Text provided:
-- Opening Marker --

Fun Fact #438 The Crippling Setback
Fun Fact #438
The Crippling Setback
In 1920, Roosevelt stepped down from Congress while he ran for Vice president to James M. Cox but lost the election to President Calvin Coolidge. Thus, FDR began planning to regain his senate seat in the 1922 elections when he fell ill and was left permanently paralyzed from the waist down thanks to Polio. This was a deathblow to political careers at the time when many thought the effectiveness of their leaders would be mirrored in their Physical capability. Tammany Hall cheered and the news was widely known shortly afterwards.
Yet something strange happened. Roosevelt refused to give up. Instead he turned to a known but largely dismissed medicine at the time: Hydrotherapy. Using the last of his inheritance, he laboriously worked to learn to walk using a cane and iron braces and set up “The National foundation for Infantile Paralysis” (Today known as “March of Dimes”) who would develop the Polio vaccine so no one would have to experience the same pain he had to. Despite his wishes to keep his disability a secret, many were impressed by his determination and support began to gather for FDR once more. Thanks to the widely known nature of his disability Hydrotherapy for use in rehabilitation of the disabled began to become a far more common practice improving the lives of many across the nation.
During this time he also began his radio broadcasts "Fireside Chats” (one of the first politicians to do so) which allowed him to quickly reach his constituents and publicly address their concerns in a time when Radio was beginning to boom in popularity.

-- Closing Marker --

Excerpted records:
-- Opening Marker --

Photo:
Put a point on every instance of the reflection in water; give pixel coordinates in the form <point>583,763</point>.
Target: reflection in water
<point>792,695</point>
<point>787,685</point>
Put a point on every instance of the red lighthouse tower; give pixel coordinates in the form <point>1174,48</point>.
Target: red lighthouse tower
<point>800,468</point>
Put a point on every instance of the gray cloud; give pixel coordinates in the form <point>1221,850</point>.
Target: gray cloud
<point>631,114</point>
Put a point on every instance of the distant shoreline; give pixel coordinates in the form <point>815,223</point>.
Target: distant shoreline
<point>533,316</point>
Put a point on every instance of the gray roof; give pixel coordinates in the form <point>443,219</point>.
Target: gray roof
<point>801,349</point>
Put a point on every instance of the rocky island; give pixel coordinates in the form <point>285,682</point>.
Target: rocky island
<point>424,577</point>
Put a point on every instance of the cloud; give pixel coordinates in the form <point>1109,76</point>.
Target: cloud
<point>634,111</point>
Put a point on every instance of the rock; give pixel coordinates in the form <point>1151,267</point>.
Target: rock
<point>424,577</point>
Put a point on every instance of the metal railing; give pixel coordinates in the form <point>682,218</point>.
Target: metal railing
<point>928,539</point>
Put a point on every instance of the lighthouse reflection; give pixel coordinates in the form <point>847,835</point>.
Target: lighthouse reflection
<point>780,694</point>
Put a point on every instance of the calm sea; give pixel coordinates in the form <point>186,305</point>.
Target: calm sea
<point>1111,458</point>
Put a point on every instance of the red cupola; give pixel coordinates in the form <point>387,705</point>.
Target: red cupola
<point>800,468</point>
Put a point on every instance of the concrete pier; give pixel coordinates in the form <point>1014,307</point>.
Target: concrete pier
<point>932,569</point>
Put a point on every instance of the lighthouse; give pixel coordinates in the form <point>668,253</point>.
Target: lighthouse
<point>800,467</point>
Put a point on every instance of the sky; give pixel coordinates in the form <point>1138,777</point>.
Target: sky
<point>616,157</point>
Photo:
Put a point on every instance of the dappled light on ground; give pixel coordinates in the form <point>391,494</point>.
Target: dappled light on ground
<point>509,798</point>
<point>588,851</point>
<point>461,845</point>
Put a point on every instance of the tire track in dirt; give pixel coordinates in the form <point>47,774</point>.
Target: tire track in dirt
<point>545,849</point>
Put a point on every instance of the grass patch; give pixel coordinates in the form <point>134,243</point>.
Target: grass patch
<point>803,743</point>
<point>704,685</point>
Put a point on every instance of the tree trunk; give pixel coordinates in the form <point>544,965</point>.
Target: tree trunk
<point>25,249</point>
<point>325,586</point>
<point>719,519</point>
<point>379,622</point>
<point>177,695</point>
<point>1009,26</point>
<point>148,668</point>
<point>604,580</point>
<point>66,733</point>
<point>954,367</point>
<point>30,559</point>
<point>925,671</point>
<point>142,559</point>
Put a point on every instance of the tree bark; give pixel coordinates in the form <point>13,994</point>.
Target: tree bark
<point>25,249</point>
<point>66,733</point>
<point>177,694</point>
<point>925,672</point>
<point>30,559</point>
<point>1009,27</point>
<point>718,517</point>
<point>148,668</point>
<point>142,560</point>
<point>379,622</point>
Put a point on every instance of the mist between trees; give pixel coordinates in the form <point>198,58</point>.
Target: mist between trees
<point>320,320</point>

-- Closing Marker --

Work request A:
Copy the fun fact about Roosevelt's setback, everything from "During this time" down to "boom in popularity.", substituting "voters" for "constituents".
Work request B:
List every name that the fun fact about Roosevelt's setback places inside quotation marks.

Solution A:
During this time he also began his radio broadcasts "Fireside Chats” (one of the first politicians to do so) which allowed him to quickly reach his voters and publicly address their concerns in a time when Radio was beginning to boom in popularity.

Solution B:
- The National foundation for Infantile Paralysis
- March of Dimes
- Fireside Chats